▸ Exercise goal
Transcribe all the entries that follow, leaving nothing out.

Recorded data
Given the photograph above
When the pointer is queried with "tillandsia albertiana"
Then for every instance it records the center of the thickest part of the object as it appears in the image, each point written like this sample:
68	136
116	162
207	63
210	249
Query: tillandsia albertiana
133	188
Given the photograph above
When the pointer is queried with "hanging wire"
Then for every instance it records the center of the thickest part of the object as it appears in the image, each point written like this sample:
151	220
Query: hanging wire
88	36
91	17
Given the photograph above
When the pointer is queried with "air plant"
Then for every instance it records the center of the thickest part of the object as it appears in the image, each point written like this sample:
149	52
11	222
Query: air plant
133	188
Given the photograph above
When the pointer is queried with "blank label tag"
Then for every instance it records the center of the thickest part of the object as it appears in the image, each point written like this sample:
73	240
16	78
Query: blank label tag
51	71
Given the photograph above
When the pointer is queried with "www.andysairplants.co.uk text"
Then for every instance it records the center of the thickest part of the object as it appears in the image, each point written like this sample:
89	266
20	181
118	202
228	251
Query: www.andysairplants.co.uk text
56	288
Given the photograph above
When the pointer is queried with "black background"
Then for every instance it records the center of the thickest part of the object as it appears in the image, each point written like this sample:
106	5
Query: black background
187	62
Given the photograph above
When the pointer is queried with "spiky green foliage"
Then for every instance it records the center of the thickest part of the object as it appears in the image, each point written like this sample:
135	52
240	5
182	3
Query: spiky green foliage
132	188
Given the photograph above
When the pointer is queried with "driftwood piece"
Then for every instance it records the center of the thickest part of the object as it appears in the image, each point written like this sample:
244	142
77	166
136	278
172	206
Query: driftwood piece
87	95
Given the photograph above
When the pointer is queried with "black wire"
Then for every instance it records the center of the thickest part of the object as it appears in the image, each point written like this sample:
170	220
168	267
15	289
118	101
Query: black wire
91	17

▸ Solved problem
Given the photograph above
When the pointer is queried with "tillandsia albertiana"
Then for every instance it records the center of the thickest part of the object as it appears in the image, each point written like this sample:
68	136
116	162
207	63
210	249
Query: tillandsia albertiana
133	188
Given the photograph above
When the pointer is queried with "hanging wire"
Then for every instance it records the center of the thickest part of the object as it appears in the image, each point written like this sample:
151	220
Query: hanging wire
88	36
91	17
Given the photograph above
When the pointer is queried with "air plant"
Then for every instance it records the center of the thickest part of the object as it appears in the image, each point written like this sample:
149	52
11	222
Query: air plant
133	188
Given the photograph above
When the pointer is queried with "blank label tag"
Then for every instance it records the center of the thickest part of the object as it appears in the image, each point written like this sample:
73	240
16	78
Query: blank label tag
51	71
Given the photograph above
When the pointer is queried with "www.andysairplants.co.uk text"
Then for every instance it records the center of the thickest part of the object as it appears in the image, each point written like this sample:
89	266
20	181
118	202
228	251
Query: www.andysairplants.co.uk text
56	288
Given the photograph above
When the pointer is queried with "black background"
Then for every instance it records the center of the thickest part of the object as it appears in the image, each point written like this sample:
106	5
Query: black background
187	62
Given the photograph above
When the pointer is queried with "spiky green foliage"
Then for every instance it records the center of the thickest part of the object as it appears in the image, each point written like this sample:
135	52
240	5
182	3
Query: spiky green foliage
132	188
Given the photograph above
When the pointer is queried with "driftwood piece"
Then for every instance it records the center of the thickest part of the object as it appears in the image, each point written like this sample:
244	142
77	166
136	278
172	206
Query: driftwood piece
87	95
Given the photograph above
When the pointer is queried with "black wire"
Then for every instance it records the center of the thickest part of the object as it appears in the image, each point written like this sample:
170	220
168	267
15	289
118	101
Query: black wire
91	17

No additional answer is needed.